'''

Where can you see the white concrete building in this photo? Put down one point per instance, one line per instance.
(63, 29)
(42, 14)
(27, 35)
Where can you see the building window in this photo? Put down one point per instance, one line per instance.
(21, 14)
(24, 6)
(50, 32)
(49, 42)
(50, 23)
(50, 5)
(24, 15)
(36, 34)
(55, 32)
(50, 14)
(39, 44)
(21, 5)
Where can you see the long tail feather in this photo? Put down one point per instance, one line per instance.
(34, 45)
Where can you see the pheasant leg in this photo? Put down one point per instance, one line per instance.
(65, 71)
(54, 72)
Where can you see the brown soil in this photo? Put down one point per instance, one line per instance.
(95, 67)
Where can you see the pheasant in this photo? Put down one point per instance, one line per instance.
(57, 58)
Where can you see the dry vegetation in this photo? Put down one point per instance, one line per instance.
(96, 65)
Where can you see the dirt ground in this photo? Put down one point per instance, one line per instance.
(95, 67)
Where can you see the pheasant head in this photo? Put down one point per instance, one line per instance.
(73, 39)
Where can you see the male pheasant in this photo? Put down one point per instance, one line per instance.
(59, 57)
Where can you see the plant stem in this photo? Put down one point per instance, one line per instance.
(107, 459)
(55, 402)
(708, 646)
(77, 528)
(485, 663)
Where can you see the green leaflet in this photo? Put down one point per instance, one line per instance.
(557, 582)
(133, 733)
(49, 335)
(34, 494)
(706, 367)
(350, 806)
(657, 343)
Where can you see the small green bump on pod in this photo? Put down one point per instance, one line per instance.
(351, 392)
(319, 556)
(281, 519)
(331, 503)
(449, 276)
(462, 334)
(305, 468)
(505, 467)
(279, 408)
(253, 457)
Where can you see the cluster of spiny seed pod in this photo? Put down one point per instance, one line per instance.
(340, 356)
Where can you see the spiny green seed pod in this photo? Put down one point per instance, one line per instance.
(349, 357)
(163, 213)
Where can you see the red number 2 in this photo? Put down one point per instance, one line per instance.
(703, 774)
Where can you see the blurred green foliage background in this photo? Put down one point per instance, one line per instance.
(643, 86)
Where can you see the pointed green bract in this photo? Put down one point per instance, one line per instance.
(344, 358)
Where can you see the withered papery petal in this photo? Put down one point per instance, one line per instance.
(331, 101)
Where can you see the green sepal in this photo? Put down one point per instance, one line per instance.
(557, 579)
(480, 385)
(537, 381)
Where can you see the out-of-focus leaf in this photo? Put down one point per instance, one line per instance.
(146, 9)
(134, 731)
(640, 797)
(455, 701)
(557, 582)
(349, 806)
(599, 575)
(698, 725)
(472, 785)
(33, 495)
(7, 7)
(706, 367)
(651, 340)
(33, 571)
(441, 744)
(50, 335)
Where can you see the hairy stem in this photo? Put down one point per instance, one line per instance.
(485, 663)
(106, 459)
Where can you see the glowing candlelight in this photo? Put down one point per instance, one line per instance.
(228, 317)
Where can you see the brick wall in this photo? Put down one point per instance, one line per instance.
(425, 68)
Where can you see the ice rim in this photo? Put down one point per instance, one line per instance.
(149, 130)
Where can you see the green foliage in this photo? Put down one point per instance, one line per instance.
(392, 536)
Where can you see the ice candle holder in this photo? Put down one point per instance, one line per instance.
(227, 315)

'''

§ **Stated exercise**:
Copy all of the lines above word for word, in the same order.

§ **Correct response**:
Where can you see the white concrete building in this photo? Put down one point per instance, one line per instance.
(63, 29)
(42, 14)
(27, 35)
Where can you see the building window in this photo? Put down one point per instance, one line per instance.
(21, 14)
(24, 6)
(50, 32)
(49, 42)
(50, 23)
(50, 5)
(24, 15)
(36, 34)
(55, 32)
(50, 14)
(39, 44)
(21, 5)
Where can you see the long tail feather in this photo? Put down one point per instance, one line per instance.
(34, 45)
Where can you see the pheasant leg in this photo? Put down one point per instance, one line per instance.
(65, 71)
(54, 72)
Where can you see the brown soil in this photo? Put down one point per instance, one line per instance.
(95, 67)
Where can you see the pheasant in this photo? Put down one point per instance, one line per instance.
(57, 58)
Where can you see the dry vegetation in this photo? Put down one point per instance, one line per instance.
(96, 65)
Where can you see the dirt ground in this photo? Put down one point per instance, one line per instance.
(95, 67)
Where can you see the pheasant head in this photo? Put down one point per instance, one line per instance.
(73, 39)
Where can you see the male pheasant in this photo? Put down one point per instance, one line per instance.
(59, 57)
Where can you see the plant stem in this photo? Put down one point per instance, one line per instance.
(107, 459)
(55, 402)
(708, 646)
(77, 528)
(485, 663)
Where can you see the green leaflet in this photo? Put down one point per instance, one line per instance.
(557, 582)
(133, 733)
(49, 335)
(34, 494)
(706, 367)
(350, 806)
(657, 343)
Where can you see the small green bump on pod in this photo? Put down one point per instance, one line per instance.
(351, 392)
(319, 556)
(281, 519)
(331, 503)
(449, 276)
(462, 334)
(305, 468)
(505, 467)
(279, 408)
(253, 457)
Where can you see the cluster of spiny seed pod in this photo? Put down one point per instance, one line per instance.
(340, 356)
Where can you see the spiny green seed pod in this photo? Put down one point per instance, one line per instance.
(349, 357)
(163, 213)
Where can you see the red number 2 in this photo? Put down one point per instance, one line per instance.
(703, 774)
Where can you see the blurred green foliage background in this photo? Put down one point per instance, one line per instance.
(643, 86)
Where can you see the pointed green bract in this photo? Put down one point per instance, one line per instance.
(344, 358)
Where can you see the withered papery petal in this photo? Put down one point per instance, one line per instance.
(331, 101)
Where can you see the green sepal in this photo? Put down one point per instance, one line per instance.
(557, 579)
(480, 385)
(537, 381)
Where can you see the out-of-focus leaf in this photo? Put down one point per instance, one line per instance.
(146, 9)
(134, 731)
(640, 797)
(455, 701)
(557, 582)
(349, 806)
(599, 575)
(698, 725)
(472, 785)
(33, 495)
(7, 7)
(706, 367)
(651, 340)
(33, 571)
(441, 744)
(50, 335)
Where can you see the hairy stem in this photo? Put down one point per instance, one line per instance.
(485, 663)
(106, 459)
Where can you see the glowing candlelight in this photo? Put down one point per instance, one line per instance.
(228, 317)
Where can you see the brick wall in this photo? Put down one point per instance, one line per instance.
(425, 68)
Where can you see the ice rim in this photo? Put down one point per instance, one line per instance.
(149, 130)
Where can you see the green foliage in this photo? Put down one point per instance, one line per instance.
(392, 536)
Where can you see the ice candle holder in this photo? Put down one point per instance, one line per instance.
(227, 315)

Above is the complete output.